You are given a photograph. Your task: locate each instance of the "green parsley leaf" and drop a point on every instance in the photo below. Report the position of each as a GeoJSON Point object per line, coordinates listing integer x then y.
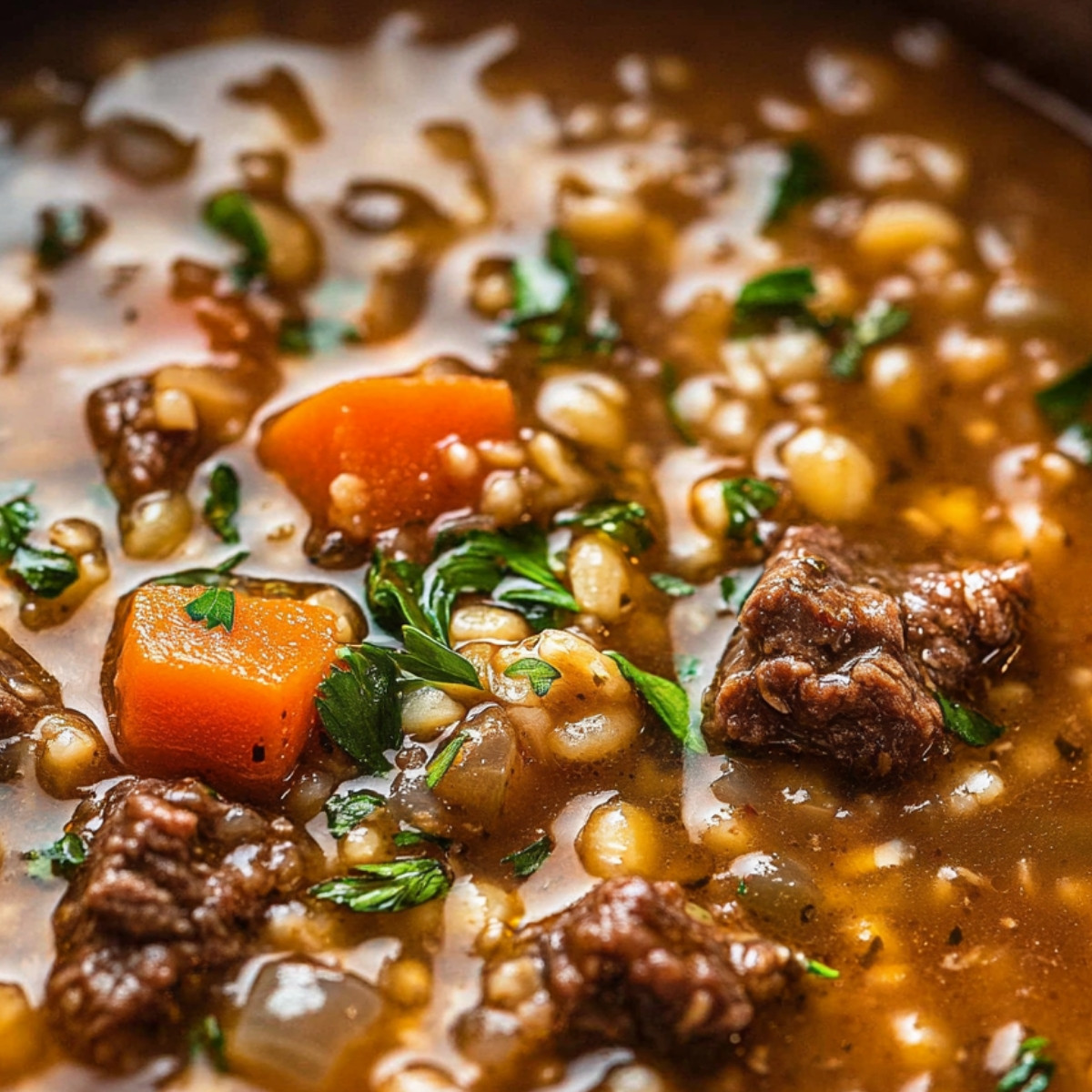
{"type": "Point", "coordinates": [387, 887]}
{"type": "Point", "coordinates": [737, 585]}
{"type": "Point", "coordinates": [393, 590]}
{"type": "Point", "coordinates": [670, 382]}
{"type": "Point", "coordinates": [784, 293]}
{"type": "Point", "coordinates": [814, 966]}
{"type": "Point", "coordinates": [349, 811]}
{"type": "Point", "coordinates": [66, 232]}
{"type": "Point", "coordinates": [1063, 402]}
{"type": "Point", "coordinates": [425, 658]}
{"type": "Point", "coordinates": [207, 1037]}
{"type": "Point", "coordinates": [233, 216]}
{"type": "Point", "coordinates": [528, 861]}
{"type": "Point", "coordinates": [803, 178]}
{"type": "Point", "coordinates": [1076, 442]}
{"type": "Point", "coordinates": [540, 674]}
{"type": "Point", "coordinates": [17, 518]}
{"type": "Point", "coordinates": [625, 521]}
{"type": "Point", "coordinates": [318, 334]}
{"type": "Point", "coordinates": [359, 705]}
{"type": "Point", "coordinates": [218, 577]}
{"type": "Point", "coordinates": [214, 607]}
{"type": "Point", "coordinates": [443, 759]}
{"type": "Point", "coordinates": [1032, 1071]}
{"type": "Point", "coordinates": [675, 587]}
{"type": "Point", "coordinates": [46, 572]}
{"type": "Point", "coordinates": [667, 699]}
{"type": "Point", "coordinates": [60, 860]}
{"type": "Point", "coordinates": [550, 305]}
{"type": "Point", "coordinates": [222, 505]}
{"type": "Point", "coordinates": [747, 500]}
{"type": "Point", "coordinates": [970, 726]}
{"type": "Point", "coordinates": [879, 322]}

## Task prompt:
The records above are to be transcribed word for word. Skip the images.

## Exercise answer:
You are given a photograph. Your task: locate each instance of the "green parsley leaf" and drop a point on every instance in the photo below. Report the position of each as a GeoJSON Point object per line, coordinates listing integer x then y.
{"type": "Point", "coordinates": [387, 887]}
{"type": "Point", "coordinates": [737, 585]}
{"type": "Point", "coordinates": [393, 590]}
{"type": "Point", "coordinates": [670, 382]}
{"type": "Point", "coordinates": [784, 293]}
{"type": "Point", "coordinates": [814, 966]}
{"type": "Point", "coordinates": [349, 811]}
{"type": "Point", "coordinates": [66, 232]}
{"type": "Point", "coordinates": [1063, 402]}
{"type": "Point", "coordinates": [425, 658]}
{"type": "Point", "coordinates": [207, 1037]}
{"type": "Point", "coordinates": [233, 216]}
{"type": "Point", "coordinates": [528, 861]}
{"type": "Point", "coordinates": [803, 178]}
{"type": "Point", "coordinates": [1076, 442]}
{"type": "Point", "coordinates": [540, 674]}
{"type": "Point", "coordinates": [17, 518]}
{"type": "Point", "coordinates": [625, 521]}
{"type": "Point", "coordinates": [318, 334]}
{"type": "Point", "coordinates": [359, 705]}
{"type": "Point", "coordinates": [218, 577]}
{"type": "Point", "coordinates": [214, 607]}
{"type": "Point", "coordinates": [443, 759]}
{"type": "Point", "coordinates": [1032, 1071]}
{"type": "Point", "coordinates": [675, 587]}
{"type": "Point", "coordinates": [46, 572]}
{"type": "Point", "coordinates": [667, 699]}
{"type": "Point", "coordinates": [60, 860]}
{"type": "Point", "coordinates": [550, 305]}
{"type": "Point", "coordinates": [222, 505]}
{"type": "Point", "coordinates": [747, 500]}
{"type": "Point", "coordinates": [970, 726]}
{"type": "Point", "coordinates": [879, 322]}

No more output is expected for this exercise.